Exercise tasks —
a) According to the passage on the C3I Ambassadors program, how many members make up the inaugural cohort of C3I Ambassadors?
b) Name every initiative that the passage on the C3I Ambassadors program lists among those Dartmouth has started in recent years to improve campus climate.
c) Pick up the passage on the C3I Ambassadors program after its final sentence and continue writing it.

Text under study —
The program is part of the Campus Climate and Culture Initiative (C3I), which addresses issues of sexual misconduct and other abuses of power in the Dartmouth community. C3I is one of three initiatives Dartmouth has started in recent years to improve campus climate, along with Moving Dartmouth Forward, an effort to prevent high-risk behavior, and Inclusive Excellence, which is strengthening Dartmouth’s work to increase diversity, equity, and inclusivity.

In the coming year, the inaugural cohort of 17 C3I Ambassadors will be tasked with sharing with colleagues in their home departments the knowledge they’ve gained about how gender bias affects the workplace, and helping to find ways of changing their departmental cultures for the better.

An Intensive Training

On a Friday in late February, the group gathers in Occom Commons for the last of their two-and-a-half-day intensive trainings, led by C3I Director Theodosia Cook and a team of co-facilitators from the Office of Human Resources, Advancement, Institutional Diversity and Equity (IDE), the Dartmouth Center for the Advancement of Learning, and Information, Technology, and Consulting (ITC).

Records shown —
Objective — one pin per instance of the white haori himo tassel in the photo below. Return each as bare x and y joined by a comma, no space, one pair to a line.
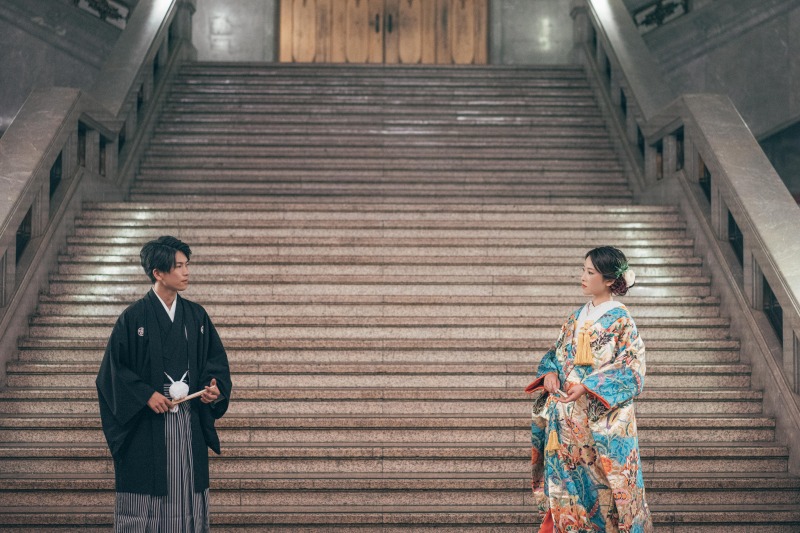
178,389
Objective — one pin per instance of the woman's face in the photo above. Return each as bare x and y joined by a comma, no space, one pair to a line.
592,282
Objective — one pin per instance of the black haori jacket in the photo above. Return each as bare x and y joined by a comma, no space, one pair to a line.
132,369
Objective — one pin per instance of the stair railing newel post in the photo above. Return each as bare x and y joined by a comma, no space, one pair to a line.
114,121
667,143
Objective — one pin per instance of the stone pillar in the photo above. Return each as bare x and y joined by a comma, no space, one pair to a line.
581,30
669,155
182,28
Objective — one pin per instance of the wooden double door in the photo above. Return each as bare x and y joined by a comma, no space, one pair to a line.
384,31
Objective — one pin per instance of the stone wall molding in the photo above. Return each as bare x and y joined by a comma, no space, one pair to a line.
696,151
67,146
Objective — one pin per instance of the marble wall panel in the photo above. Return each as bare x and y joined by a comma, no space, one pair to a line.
245,30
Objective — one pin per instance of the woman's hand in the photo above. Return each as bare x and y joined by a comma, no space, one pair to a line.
551,382
574,392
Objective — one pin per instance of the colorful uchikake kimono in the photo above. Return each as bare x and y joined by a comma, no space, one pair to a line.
587,473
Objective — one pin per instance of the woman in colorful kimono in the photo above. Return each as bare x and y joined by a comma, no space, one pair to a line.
587,473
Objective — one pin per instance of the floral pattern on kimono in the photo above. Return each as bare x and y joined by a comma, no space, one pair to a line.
593,482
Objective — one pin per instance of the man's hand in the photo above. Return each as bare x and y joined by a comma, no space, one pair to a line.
159,403
551,382
211,393
574,392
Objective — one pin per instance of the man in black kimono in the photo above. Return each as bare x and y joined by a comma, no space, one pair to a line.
160,448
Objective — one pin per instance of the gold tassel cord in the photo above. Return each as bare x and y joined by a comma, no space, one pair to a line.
584,356
552,442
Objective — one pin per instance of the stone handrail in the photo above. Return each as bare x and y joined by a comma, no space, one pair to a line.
696,151
66,146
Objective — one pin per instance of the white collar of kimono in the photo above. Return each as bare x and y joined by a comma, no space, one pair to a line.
596,312
170,310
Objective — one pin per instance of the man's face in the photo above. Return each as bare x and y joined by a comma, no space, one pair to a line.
176,279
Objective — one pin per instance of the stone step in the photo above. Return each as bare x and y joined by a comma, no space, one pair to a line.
379,286
324,176
213,196
233,188
689,355
589,130
288,87
388,489
343,305
372,138
386,346
412,248
419,428
423,327
567,109
566,90
378,99
206,268
396,209
422,519
389,375
453,214
380,160
499,458
396,150
242,231
363,401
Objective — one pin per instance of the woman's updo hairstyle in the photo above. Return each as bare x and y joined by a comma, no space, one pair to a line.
611,263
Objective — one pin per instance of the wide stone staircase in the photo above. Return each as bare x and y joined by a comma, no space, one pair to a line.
387,252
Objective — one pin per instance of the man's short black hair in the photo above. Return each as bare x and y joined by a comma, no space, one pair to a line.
160,255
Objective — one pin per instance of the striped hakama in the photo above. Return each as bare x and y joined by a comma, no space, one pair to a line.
182,510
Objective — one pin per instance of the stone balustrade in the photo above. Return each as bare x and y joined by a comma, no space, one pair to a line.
695,150
66,146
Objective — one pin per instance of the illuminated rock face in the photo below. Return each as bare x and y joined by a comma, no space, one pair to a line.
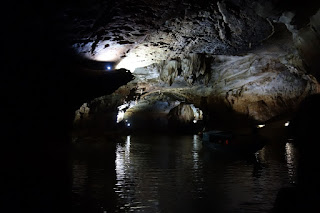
221,56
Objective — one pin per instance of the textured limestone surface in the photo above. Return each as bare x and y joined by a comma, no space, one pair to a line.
227,56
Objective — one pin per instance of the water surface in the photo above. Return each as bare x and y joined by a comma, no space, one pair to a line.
175,173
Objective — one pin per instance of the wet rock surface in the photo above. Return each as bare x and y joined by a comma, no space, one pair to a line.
253,59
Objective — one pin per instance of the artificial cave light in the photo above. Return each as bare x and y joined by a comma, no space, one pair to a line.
112,53
120,116
122,109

Answers by item number —
a) 17

b)
Campus Climate and Culture Initiative (C3I)
Moving Dartmouth Forward
Inclusive Excellence

c)
In a circle, the ambassadors-in-training ask questions and share concerns and advice about the next phase of the program: going back to their departments to help make change. One trainee asks for ideas on how to adapt an activity for her much larger department. Another wants input on navigating tricky power dynamics in his office.

The conversation is a culmination of the group’s work throughout the term, says co-facilitator Erin DeSilva, assistant director of learning, design, and technology in ITC.

“The training followed an arc—we began by doing some personal identity work, and then we got some historical context and data on marginalized communities in higher education,” DeSilva says. “The third part of the training has been on active facilitating—trying to empower the ambassadors to own this information enough to bring it back to the department in the way that’s right for them.”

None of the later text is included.